• _Assigned task_
According to the excerpt on UV exposure and lymphoma, what did heterozygote p53+/− mice develop after UV irradiation?

======== Excerpt provided ========

Epidemiological case–control studies have suggested that occupational solar UV exposure is a risk factor for NHL in Caucasian populations44 however most of the studies in this meta-analysis analysed NHL as a cohort and did not divide according to specific lymphoma subtypes. One European case–control study observed a link between MF and occupational sun exposure45. In contrast population based registry data from Australia suggested that the incidence of NHL, including cutaneous lymphomas, shows an inverse relationship to latitude, suggesting that UV is protective possibly due to immuno-modulatory effects of UV46. A study using US SEER data found no overall trend between UV radiation and cutaneous lymphoma risk but did observe that ethnicity significantly modified the association of UVR and risk47. This complex picture highlights the challenge of unravelling the role of UV in NHL. Our data provide molecular evidence for a role of UV in the development of cutaneous T-cell lymphoma only, highlighting the need to examine epidemiological data on a subtype specific basis. Assessment of UV exposure is also challenging with larger population based studies relying on location based estimation whilst personal exposure estimation based on questionnaires increases accuracy but limits the study size.

UV radiation is known to have an immune modulatory effect on the skin by inducing a Treg response48. What has not been clear is the mutational impact of UV upon skin-resident T-cells. In contrast to other rapidly dividing cells, studies have shown that irradiation of memory CD8 + T-cells ex vivo rapidly induces all DNA damage response pathways and cell cycle checkpoints during the secondary expansion phase and in the absence of repair, CD8 + T-cells are driven to compulsive suicide to prevent transformation49. DNA damage repair pathways may therefore play a critical role in preventing UV induced transformation of skin-resident T-cells. Indeed, heterozygote p53+/− mice develop B-cell lymphomas after UV irradiation50. Functional studies are now required to investigate the role of UV in the pathogenesis of T-cell lymphomas.

======== Raw data ========

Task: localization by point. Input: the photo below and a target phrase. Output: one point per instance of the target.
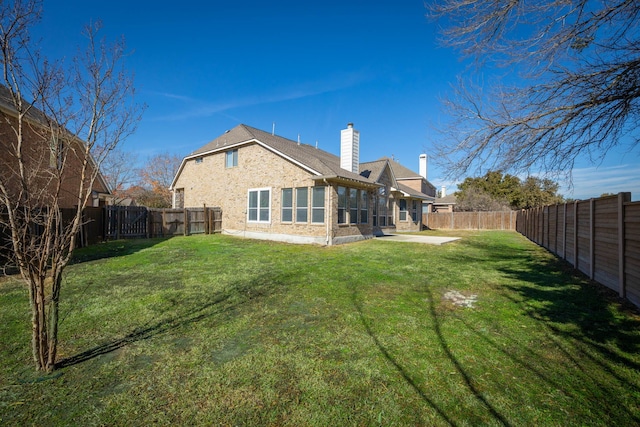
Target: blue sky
(309, 67)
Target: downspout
(329, 211)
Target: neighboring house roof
(318, 162)
(37, 116)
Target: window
(375, 211)
(56, 156)
(382, 207)
(353, 206)
(342, 205)
(259, 209)
(232, 158)
(403, 209)
(287, 205)
(364, 207)
(317, 205)
(178, 198)
(302, 204)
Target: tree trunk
(53, 323)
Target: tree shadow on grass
(406, 375)
(227, 300)
(114, 248)
(581, 318)
(401, 370)
(550, 290)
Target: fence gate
(126, 222)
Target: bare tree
(570, 88)
(58, 124)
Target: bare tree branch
(576, 68)
(45, 111)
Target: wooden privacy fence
(470, 220)
(172, 222)
(141, 222)
(600, 237)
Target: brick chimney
(350, 149)
(423, 165)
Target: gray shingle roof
(413, 193)
(322, 163)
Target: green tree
(495, 190)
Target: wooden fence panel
(570, 249)
(470, 220)
(605, 242)
(552, 228)
(600, 237)
(632, 251)
(584, 237)
(125, 222)
(196, 220)
(92, 231)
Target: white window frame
(403, 213)
(258, 206)
(233, 155)
(287, 208)
(302, 205)
(318, 209)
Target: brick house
(43, 159)
(270, 187)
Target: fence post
(575, 234)
(592, 232)
(186, 222)
(205, 217)
(622, 285)
(564, 232)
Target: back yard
(214, 330)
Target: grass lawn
(215, 330)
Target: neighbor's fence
(600, 237)
(141, 222)
(125, 222)
(470, 220)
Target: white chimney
(423, 166)
(350, 149)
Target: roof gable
(318, 162)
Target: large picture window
(353, 206)
(364, 207)
(317, 205)
(403, 209)
(302, 204)
(259, 205)
(342, 205)
(382, 207)
(287, 205)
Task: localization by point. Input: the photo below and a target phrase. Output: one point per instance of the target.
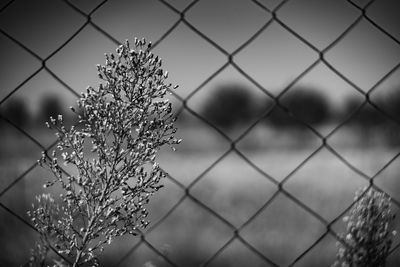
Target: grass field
(190, 235)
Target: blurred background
(285, 109)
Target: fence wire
(280, 185)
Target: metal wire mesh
(280, 189)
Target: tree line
(15, 111)
(232, 105)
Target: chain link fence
(279, 186)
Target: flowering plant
(112, 152)
(368, 235)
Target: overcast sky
(273, 59)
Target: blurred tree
(366, 115)
(391, 104)
(15, 110)
(305, 104)
(49, 106)
(230, 105)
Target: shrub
(368, 236)
(229, 106)
(126, 121)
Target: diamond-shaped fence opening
(268, 187)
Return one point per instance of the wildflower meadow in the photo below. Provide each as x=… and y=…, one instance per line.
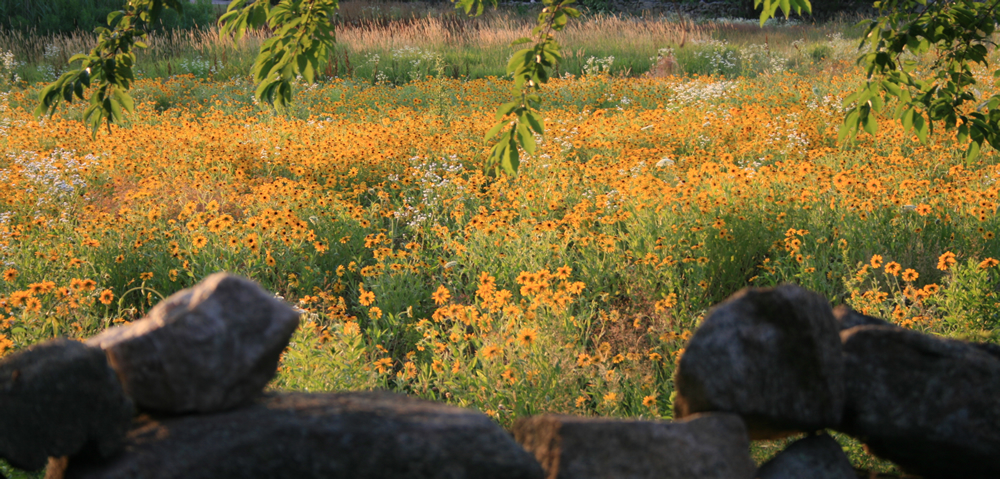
x=658, y=190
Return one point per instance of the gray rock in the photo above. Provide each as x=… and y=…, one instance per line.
x=203, y=349
x=365, y=435
x=713, y=445
x=59, y=398
x=929, y=404
x=770, y=355
x=813, y=457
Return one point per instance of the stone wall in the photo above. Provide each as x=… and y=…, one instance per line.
x=178, y=394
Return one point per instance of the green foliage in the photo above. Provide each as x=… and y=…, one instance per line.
x=958, y=31
x=770, y=7
x=970, y=303
x=52, y=16
x=109, y=64
x=530, y=68
x=303, y=34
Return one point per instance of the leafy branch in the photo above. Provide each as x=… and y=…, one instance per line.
x=958, y=32
x=108, y=66
x=530, y=67
x=303, y=33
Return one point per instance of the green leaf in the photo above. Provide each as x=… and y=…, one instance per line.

========

• _Exercise output_
B-cell lymphomas.